PROBLEMS TO WORK ON >>
1. According to the passage on medical research in film, which cable network made Living Proof?
2. List every film title mentioned in the passage on medical research in film.
3. Continue the passage on medical research in film from its last sentence.

=== PASSAGE FOR REVIEW ===

There was a sense that science had indeed gone too far, that it was out of control, and that it was no longer our savior. The 1956 20th
Century Fox film Bigger Than Life told a story inspired by a true
incident of a seriously ill schoolteacher’s dependence on the “miracle” drug cortisone
that drives him mad. Mayo Clinic researchers had won the Noble Prize for
Medicine in 1950 for the development of cortisone for the treatment of severe
pain. If the film had been made in the 1930s as an A-movie, the researchers would have been
portrayed as heroes. Instead, Bigger than Life focused on the drug’s side effects.
A logical extension of this trend was fueled by the growth
of biopharmaceutical companies as really big businesses and accusations of actions such as the suppression of negative clinical results of experimental drugs because they
would keep the drugs off the market and harm the company’s bottom line. The Constant Gardener (2005), based on
the novel by John Le Carre, told the fictional story of a man who learns that
his wife was murdered for trying to release negative clinical trial results. The
film won the best actress Academy Award (Rachel Weisz). In a related vein,
there have been several fact-derived movies—Lorenzo’s
Oil (Universal 1992) and Extraordinary
Measures (CBS Films 2010) --in which parents go off on their own to find
treatments or cures for their children’s diseases because biopharma companies
won’t or can’t.
During the last 10 years, filmmakers finally made two
positive fact-derived medical research movies. One, Living Proof (2008), was made for the cable tv network Lifetime and
was based on the heroic 10-year efforts of Dr. Dennis Slamon to get the Food
and Drug Administration to approve the breast cancer drug Herceptin, which, in
combination with chemotherapy, increased survival rates. The movie accurately depicted
the long process of drug approval and related the stories of three
patients. But the movie’s viewership of
2.8 million was a quarter of that of even a mediocre movie, which would itself
then be shown on cable.

=== RAW DATA ===

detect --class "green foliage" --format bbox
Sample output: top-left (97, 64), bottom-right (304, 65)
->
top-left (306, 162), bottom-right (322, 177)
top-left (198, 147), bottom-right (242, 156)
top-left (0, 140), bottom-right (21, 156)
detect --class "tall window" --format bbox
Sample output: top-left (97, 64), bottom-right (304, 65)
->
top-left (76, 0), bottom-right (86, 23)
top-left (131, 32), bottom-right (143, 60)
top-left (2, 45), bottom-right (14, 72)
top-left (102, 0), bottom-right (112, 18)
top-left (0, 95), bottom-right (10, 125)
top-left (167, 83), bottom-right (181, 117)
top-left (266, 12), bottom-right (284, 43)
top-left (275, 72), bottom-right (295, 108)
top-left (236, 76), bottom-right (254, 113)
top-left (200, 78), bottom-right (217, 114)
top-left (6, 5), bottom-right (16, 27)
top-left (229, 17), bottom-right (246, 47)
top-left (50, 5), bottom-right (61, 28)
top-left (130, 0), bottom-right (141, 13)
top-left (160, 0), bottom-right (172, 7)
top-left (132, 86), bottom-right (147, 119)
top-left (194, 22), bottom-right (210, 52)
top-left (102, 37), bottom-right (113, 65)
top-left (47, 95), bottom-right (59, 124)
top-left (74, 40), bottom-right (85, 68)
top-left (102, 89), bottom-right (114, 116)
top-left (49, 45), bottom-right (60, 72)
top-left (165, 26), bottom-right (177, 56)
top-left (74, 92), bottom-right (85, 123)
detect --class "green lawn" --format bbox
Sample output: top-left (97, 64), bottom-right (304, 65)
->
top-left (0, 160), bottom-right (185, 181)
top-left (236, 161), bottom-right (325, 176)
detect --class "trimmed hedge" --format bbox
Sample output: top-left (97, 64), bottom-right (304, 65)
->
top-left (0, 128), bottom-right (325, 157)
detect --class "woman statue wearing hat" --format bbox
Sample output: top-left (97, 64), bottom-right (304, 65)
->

===

RESULTS OF THE TASKS >>
1. Lifetime

2. Bigger Than Life, The Constant Gardener, Lorenzo's Oil, Extraordinary Measures, Living Proof

3.
The second, Concussion
(Universal 2015) was released to theatres and looked like it had everything
going for it. It combined football and medical research and was based on the
successful efforts of Dr. Bennet Omalu, a forensic pathologist who fought against the National Football League allegedly trying to suppress his research that indicated professional football players were suffering from chronic traumatic encephalopathy (CTE) brain degeneration. The medical
researcher is the hero. It’s an earnest if slow-moving and overlong film. But
it tanked at the box office. It cost $35 million to produce and reportedly an equal amount to
market and earned $48 million worldwide despite extensive promotion due to the
timeliness of its topic. The conclusion of some was that football fans just
didn’t want to see a movie that depicts the tackling and slamming they love as
harmful. It was perhaps the right approach for the wrong topic. This effect is reminiscent
of the failure of the 1976 film Two-Minute
Warning about a sniper’s plan to kill people at random while they are
watching the Super Bowl, which turned out to be a nightmare that football fans
didn’t want to pay to see.
The medical scientist as hero approach may have worked in
the 1930s because it was in keeping with the nation’s optimism as it emerged
from the Great Depression. The films were also telling the broadest stories of
medical innovation—vaccination, yellow fever, syphilis—that were easily
understood, the low-hanging fruit so to speak. Stories about finding the
appropriate chemical formulation are likely to encounter the same problem as
movies about songwriters and novelists—they are basically about the highly
undramatic process of people thinking.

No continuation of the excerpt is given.